[Dataset rows start]

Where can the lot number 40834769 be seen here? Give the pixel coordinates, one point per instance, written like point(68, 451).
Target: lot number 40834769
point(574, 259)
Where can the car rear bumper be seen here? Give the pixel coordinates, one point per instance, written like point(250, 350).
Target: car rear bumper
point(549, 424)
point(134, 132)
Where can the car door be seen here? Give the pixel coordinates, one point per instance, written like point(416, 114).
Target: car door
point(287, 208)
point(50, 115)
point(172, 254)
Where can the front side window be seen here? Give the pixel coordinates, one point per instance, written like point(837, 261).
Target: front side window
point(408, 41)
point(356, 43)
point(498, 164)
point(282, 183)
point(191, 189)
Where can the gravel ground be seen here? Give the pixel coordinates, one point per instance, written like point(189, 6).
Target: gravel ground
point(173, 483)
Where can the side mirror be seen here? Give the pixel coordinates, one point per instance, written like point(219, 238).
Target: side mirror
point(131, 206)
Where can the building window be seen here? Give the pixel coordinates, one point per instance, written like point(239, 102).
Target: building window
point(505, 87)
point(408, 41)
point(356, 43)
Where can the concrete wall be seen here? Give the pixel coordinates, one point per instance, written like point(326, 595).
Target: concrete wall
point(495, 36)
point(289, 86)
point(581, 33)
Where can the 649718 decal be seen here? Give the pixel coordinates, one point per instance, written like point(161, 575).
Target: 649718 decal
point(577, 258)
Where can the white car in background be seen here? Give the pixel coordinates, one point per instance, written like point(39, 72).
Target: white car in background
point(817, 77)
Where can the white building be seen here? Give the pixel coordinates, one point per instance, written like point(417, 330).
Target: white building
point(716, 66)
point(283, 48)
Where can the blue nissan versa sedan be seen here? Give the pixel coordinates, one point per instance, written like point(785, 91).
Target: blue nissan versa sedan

[Dataset rows end]

> [Short task] Copy out every entry above word for word, changing nothing.

> [Full response]
Where can the lot number 40834769 be seen here? Give the pixel coordinates, one point per instance, written like point(68, 451).
Target: lot number 40834769
point(574, 259)
Where can the car rear bumper be seen here? Give the pixel coordinates, one point per instance, written like point(250, 350).
Target: car rear bumper
point(549, 424)
point(134, 132)
Where can the car door be seen here? Give the pixel coordinates, one point per instance, written like point(416, 114).
Target: car door
point(287, 208)
point(50, 115)
point(172, 254)
Where can the front side window be seen here? Give the pixel coordinates, one point per instance, written like point(837, 261).
Target: front side window
point(408, 41)
point(356, 43)
point(498, 164)
point(282, 183)
point(191, 189)
Where can the gravel ground be seen here? Give the pixel coordinates, one point per instance, written like point(189, 6).
Target: gravel ground
point(173, 483)
Where can the side mirror be seen here? Give the pixel coordinates, one point per instance, written like point(219, 238).
Target: side mirror
point(131, 206)
Where can the building window be seen here? Give the pixel coordinates, one point per instance, written like point(239, 102).
Target: building window
point(505, 87)
point(408, 41)
point(356, 43)
Where can the concrete wall be seen here? Give the pixel coordinates, one point per instance, written like point(326, 595).
Target: concrete wall
point(495, 36)
point(289, 86)
point(581, 33)
Where can the 649718 decal be seen here? Give the pixel coordinates, one point per instance, written like point(161, 575).
Target: 649718 decal
point(577, 258)
Where can the white car in background be seen here? Give the pixel coordinates, one point per instance, written like point(39, 72).
Target: white car in background
point(817, 77)
Where can the white building be seen here? Give the pixel coordinates, one point per instance, written like point(417, 330).
Target: white building
point(716, 66)
point(283, 48)
Where can the blue nissan versa sedan be seen here? Give the pixel coordinates, one point per instance, written like point(785, 91).
Target: blue nissan versa sedan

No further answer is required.